▶ _Short problem_
Identify each line in the items below that contains the string "limit", and copy every such line.

A block of data:
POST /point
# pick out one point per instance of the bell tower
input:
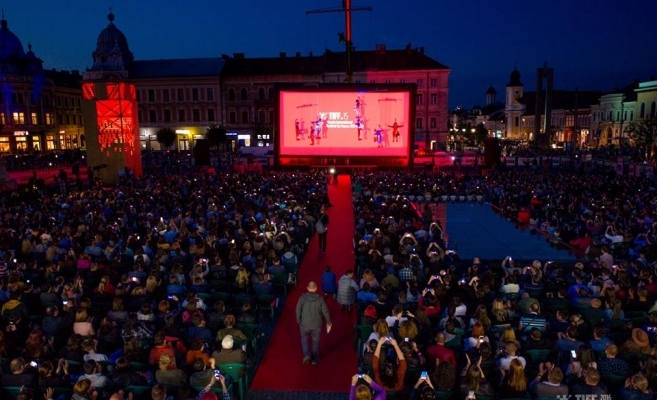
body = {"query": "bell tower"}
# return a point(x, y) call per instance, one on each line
point(109, 107)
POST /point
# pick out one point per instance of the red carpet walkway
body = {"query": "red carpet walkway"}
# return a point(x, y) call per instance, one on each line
point(281, 367)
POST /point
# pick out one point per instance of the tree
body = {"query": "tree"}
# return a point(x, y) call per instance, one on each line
point(166, 137)
point(216, 135)
point(642, 133)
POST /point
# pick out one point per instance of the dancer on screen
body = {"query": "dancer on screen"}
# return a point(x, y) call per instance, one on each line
point(378, 136)
point(395, 130)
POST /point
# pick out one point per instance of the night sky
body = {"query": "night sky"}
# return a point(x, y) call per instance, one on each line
point(591, 44)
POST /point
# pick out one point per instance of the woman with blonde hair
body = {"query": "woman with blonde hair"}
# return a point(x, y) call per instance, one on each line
point(242, 280)
point(380, 329)
point(514, 382)
point(477, 337)
point(370, 390)
point(82, 325)
point(499, 315)
point(105, 287)
point(368, 276)
point(168, 373)
point(481, 316)
point(508, 336)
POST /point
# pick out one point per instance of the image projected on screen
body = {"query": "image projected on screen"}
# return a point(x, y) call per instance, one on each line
point(363, 123)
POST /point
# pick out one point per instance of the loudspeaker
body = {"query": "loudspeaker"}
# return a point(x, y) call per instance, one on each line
point(202, 153)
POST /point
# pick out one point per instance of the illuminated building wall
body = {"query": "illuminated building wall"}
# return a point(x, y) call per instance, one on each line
point(113, 139)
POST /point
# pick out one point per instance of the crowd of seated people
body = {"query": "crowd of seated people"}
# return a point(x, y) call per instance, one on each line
point(159, 282)
point(431, 325)
point(599, 210)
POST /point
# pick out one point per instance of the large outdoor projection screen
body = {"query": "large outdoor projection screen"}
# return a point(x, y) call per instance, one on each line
point(345, 120)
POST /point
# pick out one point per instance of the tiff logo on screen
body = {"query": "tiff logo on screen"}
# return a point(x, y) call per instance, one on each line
point(586, 397)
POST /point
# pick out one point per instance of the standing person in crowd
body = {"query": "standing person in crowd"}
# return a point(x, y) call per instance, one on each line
point(347, 290)
point(310, 309)
point(322, 228)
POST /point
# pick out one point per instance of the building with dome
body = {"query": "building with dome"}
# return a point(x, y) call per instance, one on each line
point(109, 105)
point(39, 109)
point(190, 95)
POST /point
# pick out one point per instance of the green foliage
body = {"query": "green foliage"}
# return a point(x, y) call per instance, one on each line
point(166, 137)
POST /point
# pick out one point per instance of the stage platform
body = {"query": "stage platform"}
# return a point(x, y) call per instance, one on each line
point(475, 230)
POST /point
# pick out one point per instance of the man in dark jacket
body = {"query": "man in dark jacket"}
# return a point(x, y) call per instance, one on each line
point(310, 309)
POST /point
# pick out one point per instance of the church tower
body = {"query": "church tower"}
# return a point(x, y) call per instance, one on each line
point(109, 107)
point(514, 108)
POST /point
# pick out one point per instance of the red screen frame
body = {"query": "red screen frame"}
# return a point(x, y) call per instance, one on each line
point(338, 107)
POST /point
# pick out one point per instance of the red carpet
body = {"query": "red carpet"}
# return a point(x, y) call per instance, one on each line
point(281, 367)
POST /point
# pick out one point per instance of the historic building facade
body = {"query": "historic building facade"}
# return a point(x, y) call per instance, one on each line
point(39, 109)
point(190, 95)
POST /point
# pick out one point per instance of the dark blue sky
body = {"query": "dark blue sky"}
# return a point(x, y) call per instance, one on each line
point(592, 44)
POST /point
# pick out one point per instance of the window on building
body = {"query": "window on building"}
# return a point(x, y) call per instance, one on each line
point(19, 118)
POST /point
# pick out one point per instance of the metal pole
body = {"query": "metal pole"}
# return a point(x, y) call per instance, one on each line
point(347, 17)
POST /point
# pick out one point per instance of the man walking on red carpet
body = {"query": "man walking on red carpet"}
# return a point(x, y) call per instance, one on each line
point(311, 307)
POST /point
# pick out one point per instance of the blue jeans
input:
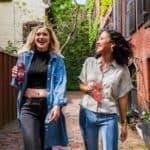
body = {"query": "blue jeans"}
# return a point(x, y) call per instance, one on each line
point(33, 114)
point(94, 124)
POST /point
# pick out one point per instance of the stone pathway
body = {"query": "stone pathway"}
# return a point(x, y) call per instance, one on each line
point(11, 139)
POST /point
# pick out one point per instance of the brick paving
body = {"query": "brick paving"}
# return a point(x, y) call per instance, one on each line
point(11, 139)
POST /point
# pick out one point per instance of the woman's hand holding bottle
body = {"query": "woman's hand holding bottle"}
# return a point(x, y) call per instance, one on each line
point(96, 90)
point(19, 72)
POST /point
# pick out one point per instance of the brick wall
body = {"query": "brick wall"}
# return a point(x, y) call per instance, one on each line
point(141, 40)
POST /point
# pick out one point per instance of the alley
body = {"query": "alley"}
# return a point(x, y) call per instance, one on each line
point(10, 137)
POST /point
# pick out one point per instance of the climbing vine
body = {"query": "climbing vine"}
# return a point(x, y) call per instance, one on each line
point(104, 4)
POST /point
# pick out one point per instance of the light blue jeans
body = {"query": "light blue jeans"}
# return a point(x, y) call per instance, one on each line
point(94, 124)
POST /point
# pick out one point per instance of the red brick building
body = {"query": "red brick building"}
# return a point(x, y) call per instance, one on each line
point(132, 19)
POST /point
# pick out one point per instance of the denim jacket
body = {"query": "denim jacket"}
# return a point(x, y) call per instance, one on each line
point(56, 82)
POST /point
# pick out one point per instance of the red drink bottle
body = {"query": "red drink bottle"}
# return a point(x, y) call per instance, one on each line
point(21, 73)
point(97, 94)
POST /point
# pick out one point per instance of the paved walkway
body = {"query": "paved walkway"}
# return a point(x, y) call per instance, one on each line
point(11, 139)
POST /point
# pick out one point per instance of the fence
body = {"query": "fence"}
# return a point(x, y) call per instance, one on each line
point(7, 93)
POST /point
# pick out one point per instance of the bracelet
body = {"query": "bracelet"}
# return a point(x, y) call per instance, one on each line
point(124, 121)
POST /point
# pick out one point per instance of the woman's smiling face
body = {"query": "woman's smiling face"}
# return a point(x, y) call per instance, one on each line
point(103, 44)
point(42, 39)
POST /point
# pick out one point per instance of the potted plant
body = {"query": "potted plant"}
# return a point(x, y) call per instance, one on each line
point(143, 128)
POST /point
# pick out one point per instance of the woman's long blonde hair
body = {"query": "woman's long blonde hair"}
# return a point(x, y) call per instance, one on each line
point(54, 43)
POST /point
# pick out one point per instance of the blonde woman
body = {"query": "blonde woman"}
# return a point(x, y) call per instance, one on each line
point(41, 93)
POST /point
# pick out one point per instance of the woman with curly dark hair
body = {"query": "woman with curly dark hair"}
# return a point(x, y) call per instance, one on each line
point(105, 81)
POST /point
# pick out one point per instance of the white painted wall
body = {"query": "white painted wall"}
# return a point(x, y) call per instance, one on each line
point(12, 17)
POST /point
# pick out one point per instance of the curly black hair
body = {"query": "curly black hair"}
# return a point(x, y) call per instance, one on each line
point(122, 50)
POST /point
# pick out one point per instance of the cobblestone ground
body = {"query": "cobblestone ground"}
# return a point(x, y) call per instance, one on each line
point(11, 139)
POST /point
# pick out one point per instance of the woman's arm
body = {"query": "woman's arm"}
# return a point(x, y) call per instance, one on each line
point(86, 87)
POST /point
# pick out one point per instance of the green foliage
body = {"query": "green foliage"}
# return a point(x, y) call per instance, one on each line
point(147, 116)
point(93, 23)
point(10, 48)
point(104, 4)
point(63, 19)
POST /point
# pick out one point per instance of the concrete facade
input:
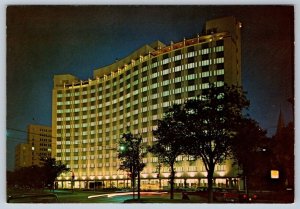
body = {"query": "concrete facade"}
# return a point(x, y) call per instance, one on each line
point(89, 117)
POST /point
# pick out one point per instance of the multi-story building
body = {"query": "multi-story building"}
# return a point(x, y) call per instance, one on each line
point(89, 117)
point(23, 156)
point(38, 146)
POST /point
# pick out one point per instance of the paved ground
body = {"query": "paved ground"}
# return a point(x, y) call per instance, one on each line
point(79, 196)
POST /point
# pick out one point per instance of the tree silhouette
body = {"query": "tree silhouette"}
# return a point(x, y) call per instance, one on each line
point(130, 154)
point(249, 146)
point(169, 135)
point(212, 121)
point(51, 169)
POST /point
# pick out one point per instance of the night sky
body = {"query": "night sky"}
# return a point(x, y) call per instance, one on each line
point(49, 40)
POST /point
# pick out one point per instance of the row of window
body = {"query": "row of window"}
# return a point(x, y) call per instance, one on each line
point(167, 80)
point(191, 68)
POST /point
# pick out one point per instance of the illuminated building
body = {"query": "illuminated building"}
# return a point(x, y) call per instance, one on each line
point(39, 145)
point(90, 116)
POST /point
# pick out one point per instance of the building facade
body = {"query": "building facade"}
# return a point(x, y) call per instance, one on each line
point(39, 145)
point(89, 117)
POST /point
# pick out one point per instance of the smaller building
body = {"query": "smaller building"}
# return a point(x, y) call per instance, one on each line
point(38, 146)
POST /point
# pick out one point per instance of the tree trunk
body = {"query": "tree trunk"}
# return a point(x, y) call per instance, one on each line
point(133, 184)
point(210, 174)
point(139, 185)
point(172, 177)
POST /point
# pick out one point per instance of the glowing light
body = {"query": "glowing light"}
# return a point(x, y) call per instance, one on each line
point(178, 174)
point(125, 193)
point(221, 173)
point(192, 174)
point(274, 174)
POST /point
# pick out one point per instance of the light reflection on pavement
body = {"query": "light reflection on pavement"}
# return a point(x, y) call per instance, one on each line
point(109, 195)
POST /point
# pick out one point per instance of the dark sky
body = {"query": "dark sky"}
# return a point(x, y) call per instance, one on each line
point(49, 40)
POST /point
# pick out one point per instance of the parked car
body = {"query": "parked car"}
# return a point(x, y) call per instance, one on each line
point(234, 195)
point(33, 198)
point(221, 195)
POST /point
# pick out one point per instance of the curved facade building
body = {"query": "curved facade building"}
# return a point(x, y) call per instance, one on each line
point(89, 117)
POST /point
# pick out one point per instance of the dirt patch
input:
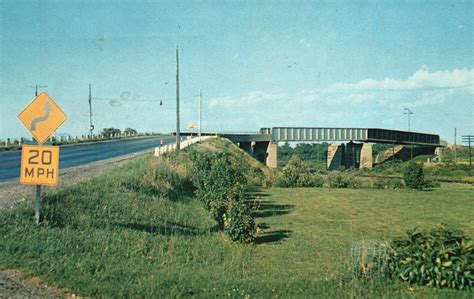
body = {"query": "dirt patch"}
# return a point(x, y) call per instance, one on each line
point(14, 285)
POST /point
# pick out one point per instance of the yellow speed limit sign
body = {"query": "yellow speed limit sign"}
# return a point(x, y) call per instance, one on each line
point(39, 165)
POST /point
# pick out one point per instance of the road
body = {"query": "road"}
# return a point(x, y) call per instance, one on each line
point(78, 154)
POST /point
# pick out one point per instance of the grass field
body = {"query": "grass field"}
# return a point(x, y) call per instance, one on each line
point(108, 240)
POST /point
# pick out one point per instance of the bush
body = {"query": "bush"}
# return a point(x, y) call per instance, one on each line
point(442, 257)
point(318, 181)
point(387, 183)
point(413, 176)
point(296, 174)
point(217, 180)
point(339, 179)
point(369, 259)
point(220, 185)
point(239, 225)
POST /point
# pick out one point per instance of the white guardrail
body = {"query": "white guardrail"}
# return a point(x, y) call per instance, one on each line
point(184, 143)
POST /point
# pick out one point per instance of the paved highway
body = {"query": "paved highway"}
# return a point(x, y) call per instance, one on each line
point(78, 154)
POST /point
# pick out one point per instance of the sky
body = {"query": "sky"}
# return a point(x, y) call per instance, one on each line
point(259, 64)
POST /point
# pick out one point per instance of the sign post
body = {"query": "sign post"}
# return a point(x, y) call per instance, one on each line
point(40, 163)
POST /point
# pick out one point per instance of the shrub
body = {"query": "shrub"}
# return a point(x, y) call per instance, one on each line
point(387, 183)
point(318, 181)
point(220, 184)
point(305, 179)
point(296, 174)
point(442, 257)
point(239, 225)
point(413, 176)
point(369, 259)
point(339, 179)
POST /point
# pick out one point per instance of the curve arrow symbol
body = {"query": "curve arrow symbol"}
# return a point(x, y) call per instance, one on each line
point(47, 109)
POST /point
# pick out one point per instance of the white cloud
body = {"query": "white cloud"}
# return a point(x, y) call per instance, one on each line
point(421, 79)
point(305, 43)
point(368, 103)
point(220, 101)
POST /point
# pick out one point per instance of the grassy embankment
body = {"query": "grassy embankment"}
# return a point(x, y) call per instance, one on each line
point(108, 238)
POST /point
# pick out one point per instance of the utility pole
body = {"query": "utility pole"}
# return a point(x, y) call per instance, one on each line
point(408, 113)
point(455, 158)
point(36, 86)
point(178, 138)
point(468, 139)
point(200, 112)
point(91, 127)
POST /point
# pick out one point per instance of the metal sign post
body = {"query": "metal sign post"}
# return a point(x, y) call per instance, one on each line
point(40, 163)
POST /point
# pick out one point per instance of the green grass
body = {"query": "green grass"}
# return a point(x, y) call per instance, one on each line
point(104, 239)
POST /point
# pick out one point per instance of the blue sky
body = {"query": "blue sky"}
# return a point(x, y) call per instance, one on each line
point(259, 63)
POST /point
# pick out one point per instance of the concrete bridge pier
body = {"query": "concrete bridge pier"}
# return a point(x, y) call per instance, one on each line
point(350, 155)
point(272, 155)
point(263, 151)
point(247, 147)
point(260, 151)
point(366, 158)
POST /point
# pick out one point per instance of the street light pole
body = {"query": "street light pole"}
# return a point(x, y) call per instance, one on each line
point(178, 138)
point(408, 113)
point(91, 127)
point(200, 112)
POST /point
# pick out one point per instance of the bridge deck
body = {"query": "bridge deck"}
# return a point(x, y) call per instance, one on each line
point(318, 134)
point(303, 134)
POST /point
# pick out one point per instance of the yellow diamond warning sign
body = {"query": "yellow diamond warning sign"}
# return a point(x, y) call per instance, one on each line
point(42, 117)
point(39, 165)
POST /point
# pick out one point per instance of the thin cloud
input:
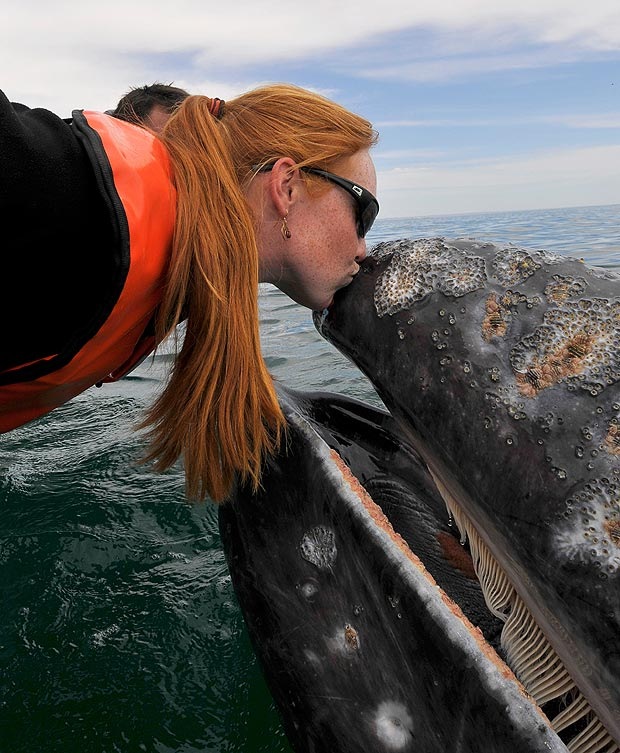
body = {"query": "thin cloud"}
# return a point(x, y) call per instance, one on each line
point(566, 177)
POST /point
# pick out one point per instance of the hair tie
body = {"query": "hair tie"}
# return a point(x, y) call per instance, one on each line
point(216, 107)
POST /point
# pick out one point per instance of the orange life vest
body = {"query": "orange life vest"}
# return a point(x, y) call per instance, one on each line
point(134, 176)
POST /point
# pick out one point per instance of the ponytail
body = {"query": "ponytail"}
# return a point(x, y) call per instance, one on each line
point(219, 410)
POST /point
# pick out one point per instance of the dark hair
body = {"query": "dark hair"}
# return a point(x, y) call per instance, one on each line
point(136, 105)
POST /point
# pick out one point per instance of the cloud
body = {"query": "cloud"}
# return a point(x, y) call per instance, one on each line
point(95, 50)
point(566, 177)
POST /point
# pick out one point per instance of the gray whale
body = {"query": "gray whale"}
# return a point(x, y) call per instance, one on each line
point(501, 366)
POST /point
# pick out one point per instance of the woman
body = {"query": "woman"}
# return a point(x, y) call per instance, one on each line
point(117, 235)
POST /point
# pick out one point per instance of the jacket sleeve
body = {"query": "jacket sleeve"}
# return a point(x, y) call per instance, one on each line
point(57, 240)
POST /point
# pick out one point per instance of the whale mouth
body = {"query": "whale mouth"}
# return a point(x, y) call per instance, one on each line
point(389, 577)
point(522, 644)
point(526, 649)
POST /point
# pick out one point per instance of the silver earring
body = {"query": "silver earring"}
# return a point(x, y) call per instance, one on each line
point(286, 233)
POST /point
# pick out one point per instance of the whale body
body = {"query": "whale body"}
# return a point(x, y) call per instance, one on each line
point(361, 604)
point(501, 367)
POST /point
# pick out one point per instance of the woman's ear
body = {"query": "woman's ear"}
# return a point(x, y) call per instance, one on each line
point(283, 177)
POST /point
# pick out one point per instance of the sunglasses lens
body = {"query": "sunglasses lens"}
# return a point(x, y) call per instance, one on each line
point(367, 216)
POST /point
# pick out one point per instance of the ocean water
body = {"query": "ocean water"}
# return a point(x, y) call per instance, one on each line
point(119, 628)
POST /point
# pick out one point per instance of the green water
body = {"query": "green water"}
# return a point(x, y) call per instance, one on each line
point(119, 628)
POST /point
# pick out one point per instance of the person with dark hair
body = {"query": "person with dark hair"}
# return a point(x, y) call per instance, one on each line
point(117, 235)
point(150, 105)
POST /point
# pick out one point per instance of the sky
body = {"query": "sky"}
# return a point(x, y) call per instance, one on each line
point(480, 105)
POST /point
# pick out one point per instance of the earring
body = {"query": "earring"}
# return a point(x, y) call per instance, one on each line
point(286, 233)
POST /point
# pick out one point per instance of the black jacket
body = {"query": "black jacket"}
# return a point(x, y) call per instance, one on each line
point(57, 235)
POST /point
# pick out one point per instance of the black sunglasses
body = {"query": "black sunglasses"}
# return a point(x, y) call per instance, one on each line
point(366, 205)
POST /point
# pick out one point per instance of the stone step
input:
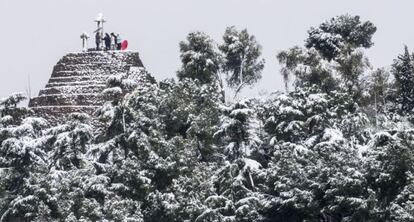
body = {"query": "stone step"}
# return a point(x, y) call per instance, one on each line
point(99, 78)
point(56, 113)
point(96, 89)
point(85, 60)
point(91, 66)
point(64, 73)
point(76, 83)
point(69, 99)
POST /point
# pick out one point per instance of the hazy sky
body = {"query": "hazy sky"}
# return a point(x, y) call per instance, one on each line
point(34, 35)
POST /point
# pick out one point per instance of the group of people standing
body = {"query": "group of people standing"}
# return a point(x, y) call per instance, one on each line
point(111, 41)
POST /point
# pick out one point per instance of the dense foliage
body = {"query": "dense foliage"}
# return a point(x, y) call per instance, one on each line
point(338, 147)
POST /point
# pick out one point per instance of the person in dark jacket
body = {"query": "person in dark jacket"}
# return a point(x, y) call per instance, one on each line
point(98, 40)
point(114, 41)
point(118, 41)
point(107, 41)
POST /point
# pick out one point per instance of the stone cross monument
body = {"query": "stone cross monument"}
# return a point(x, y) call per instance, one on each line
point(100, 22)
point(84, 38)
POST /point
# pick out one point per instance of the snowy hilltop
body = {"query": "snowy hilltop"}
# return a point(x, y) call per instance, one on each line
point(337, 146)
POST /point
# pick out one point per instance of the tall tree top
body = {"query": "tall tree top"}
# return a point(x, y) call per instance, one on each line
point(339, 33)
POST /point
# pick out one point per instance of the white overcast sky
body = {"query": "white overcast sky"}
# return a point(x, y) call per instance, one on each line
point(34, 35)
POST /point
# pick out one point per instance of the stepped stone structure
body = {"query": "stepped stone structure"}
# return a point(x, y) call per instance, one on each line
point(78, 79)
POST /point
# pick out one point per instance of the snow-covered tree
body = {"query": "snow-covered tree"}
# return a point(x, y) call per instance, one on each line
point(199, 58)
point(340, 34)
point(242, 61)
point(403, 71)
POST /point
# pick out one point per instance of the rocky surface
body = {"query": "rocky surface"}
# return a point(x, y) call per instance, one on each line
point(77, 82)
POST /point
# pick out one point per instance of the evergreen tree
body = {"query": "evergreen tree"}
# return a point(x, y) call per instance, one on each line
point(403, 71)
point(199, 58)
point(241, 58)
point(340, 34)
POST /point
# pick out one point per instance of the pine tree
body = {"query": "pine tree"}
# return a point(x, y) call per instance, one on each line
point(403, 71)
point(199, 58)
point(241, 58)
point(340, 34)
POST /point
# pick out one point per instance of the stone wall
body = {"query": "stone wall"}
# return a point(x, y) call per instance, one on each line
point(77, 81)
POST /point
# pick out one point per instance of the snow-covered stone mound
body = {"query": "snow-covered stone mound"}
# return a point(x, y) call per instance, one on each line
point(78, 79)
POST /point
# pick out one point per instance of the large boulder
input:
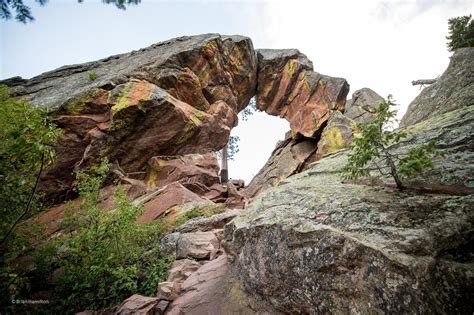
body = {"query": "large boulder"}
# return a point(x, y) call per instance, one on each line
point(165, 202)
point(288, 158)
point(138, 304)
point(176, 97)
point(337, 135)
point(211, 290)
point(288, 87)
point(453, 89)
point(197, 172)
point(352, 248)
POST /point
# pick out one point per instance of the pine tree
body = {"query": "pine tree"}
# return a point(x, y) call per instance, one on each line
point(461, 32)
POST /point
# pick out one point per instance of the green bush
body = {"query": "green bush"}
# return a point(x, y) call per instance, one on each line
point(26, 138)
point(461, 32)
point(370, 150)
point(107, 255)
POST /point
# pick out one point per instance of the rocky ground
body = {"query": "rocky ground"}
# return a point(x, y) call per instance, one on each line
point(297, 239)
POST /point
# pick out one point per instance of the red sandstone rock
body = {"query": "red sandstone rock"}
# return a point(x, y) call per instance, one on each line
point(138, 304)
point(288, 87)
point(197, 172)
point(198, 245)
point(174, 194)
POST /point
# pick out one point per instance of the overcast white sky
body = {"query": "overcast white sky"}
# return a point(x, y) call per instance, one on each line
point(378, 44)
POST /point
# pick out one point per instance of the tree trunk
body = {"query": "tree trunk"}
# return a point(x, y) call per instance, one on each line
point(224, 166)
point(393, 168)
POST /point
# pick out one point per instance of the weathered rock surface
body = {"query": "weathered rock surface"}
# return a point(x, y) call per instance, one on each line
point(288, 87)
point(347, 248)
point(337, 135)
point(211, 290)
point(198, 245)
point(172, 195)
point(196, 172)
point(138, 304)
point(208, 224)
point(172, 98)
point(234, 200)
point(362, 103)
point(453, 89)
point(287, 159)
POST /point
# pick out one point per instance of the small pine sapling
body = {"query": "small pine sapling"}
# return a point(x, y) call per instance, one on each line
point(371, 149)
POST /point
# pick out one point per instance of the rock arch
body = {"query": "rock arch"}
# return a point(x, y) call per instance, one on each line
point(178, 97)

▶ _Result below_
# pick out one point per instance of the yellow speed limit sign
body = {"query": "yellow speed limit sign"}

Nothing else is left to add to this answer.